BEGIN DATA TO EXAMINE
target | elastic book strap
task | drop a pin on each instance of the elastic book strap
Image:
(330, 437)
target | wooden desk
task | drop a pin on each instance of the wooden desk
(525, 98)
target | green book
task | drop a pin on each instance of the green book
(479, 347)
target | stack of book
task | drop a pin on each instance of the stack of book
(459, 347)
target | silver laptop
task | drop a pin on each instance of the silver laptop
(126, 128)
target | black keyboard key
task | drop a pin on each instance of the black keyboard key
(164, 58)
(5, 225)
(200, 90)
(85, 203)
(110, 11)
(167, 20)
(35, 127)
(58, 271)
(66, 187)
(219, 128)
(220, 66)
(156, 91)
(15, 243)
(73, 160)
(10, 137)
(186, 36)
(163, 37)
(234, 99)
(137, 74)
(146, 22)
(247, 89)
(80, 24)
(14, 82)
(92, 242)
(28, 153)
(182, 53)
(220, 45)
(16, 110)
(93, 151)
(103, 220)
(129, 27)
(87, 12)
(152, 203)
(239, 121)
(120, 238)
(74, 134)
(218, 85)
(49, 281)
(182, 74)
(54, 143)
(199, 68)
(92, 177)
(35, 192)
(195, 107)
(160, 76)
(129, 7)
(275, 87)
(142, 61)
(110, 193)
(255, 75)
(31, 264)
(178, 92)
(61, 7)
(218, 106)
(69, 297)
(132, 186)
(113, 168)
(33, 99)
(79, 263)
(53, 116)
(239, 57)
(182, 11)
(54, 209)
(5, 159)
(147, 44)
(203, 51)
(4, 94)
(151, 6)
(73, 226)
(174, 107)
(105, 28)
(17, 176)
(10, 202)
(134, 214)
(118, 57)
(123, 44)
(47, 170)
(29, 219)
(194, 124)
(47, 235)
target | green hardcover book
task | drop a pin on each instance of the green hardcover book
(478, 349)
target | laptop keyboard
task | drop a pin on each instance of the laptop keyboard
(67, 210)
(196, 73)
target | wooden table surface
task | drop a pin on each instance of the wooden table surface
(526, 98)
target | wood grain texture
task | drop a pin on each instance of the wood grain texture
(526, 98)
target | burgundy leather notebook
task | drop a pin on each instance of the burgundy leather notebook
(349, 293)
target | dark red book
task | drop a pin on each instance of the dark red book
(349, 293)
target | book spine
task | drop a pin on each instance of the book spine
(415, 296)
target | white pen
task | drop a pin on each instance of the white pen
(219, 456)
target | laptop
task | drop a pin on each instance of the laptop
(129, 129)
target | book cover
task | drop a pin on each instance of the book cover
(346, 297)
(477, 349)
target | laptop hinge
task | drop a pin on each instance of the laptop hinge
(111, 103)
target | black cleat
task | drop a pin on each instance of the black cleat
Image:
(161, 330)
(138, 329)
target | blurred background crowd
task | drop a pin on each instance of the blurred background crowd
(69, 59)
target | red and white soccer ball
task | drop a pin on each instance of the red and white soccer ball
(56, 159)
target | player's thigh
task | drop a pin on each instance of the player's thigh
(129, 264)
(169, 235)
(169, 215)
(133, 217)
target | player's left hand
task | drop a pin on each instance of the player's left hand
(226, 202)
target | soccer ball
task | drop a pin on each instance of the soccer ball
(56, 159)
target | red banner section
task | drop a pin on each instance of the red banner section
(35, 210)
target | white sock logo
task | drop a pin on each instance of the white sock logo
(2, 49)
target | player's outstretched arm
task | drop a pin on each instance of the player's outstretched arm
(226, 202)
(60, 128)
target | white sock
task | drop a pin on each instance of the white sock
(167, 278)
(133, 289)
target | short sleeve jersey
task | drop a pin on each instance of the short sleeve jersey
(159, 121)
END DATA TO EXAMINE
#### [AIM OF THE EXERCISE]
Starting with the line that holds "target | short sleeve jersey", copy every line through the end of the data above. Reproduce them exactly, with no other material.

#### [SOLUTION]
target | short sleeve jersey
task | drop a pin on each instance of the short sleeve jersey
(159, 121)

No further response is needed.